== Problem description ==
Using the data below, return every line that holds the word "orange".

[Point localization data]
╔══
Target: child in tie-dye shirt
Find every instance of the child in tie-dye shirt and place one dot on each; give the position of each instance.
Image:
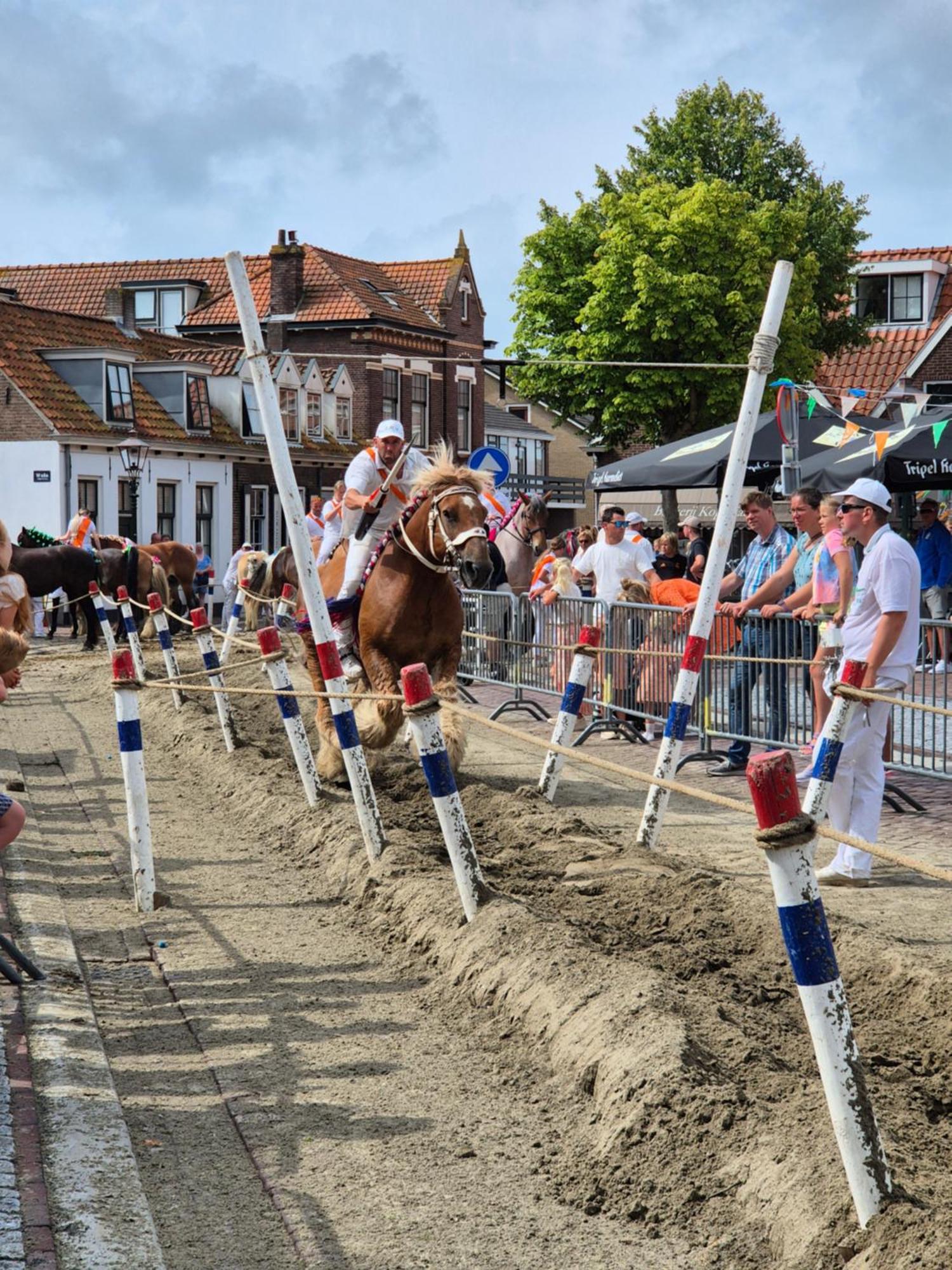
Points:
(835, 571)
╚══
╔══
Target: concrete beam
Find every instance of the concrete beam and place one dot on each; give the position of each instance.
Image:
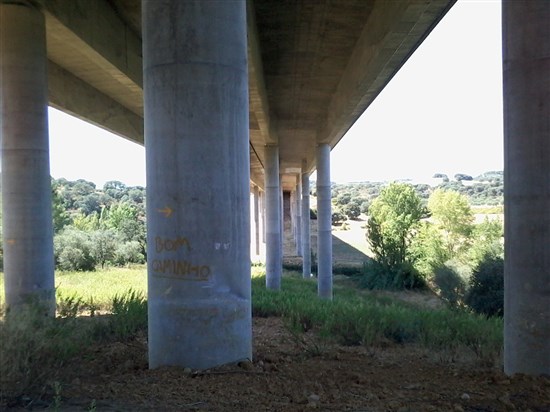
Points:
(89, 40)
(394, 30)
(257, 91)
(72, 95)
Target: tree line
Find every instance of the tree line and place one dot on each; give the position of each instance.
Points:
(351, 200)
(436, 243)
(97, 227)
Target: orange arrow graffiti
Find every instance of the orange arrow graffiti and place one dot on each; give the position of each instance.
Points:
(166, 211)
╚══
╔══
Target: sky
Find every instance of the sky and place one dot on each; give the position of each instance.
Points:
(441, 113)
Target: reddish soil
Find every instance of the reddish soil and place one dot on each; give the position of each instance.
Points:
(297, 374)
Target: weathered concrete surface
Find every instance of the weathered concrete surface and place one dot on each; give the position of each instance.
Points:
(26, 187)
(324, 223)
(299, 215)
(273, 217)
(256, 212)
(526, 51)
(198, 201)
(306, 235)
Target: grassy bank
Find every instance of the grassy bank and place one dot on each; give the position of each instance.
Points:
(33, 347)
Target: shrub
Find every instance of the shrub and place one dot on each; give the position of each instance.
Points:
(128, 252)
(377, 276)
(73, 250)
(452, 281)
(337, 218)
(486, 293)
╚══
== Answer area ==
Target: orange arrow graffiti
Find every instance of the orange arrow graffiti and place one dot on each; give the position of each instance.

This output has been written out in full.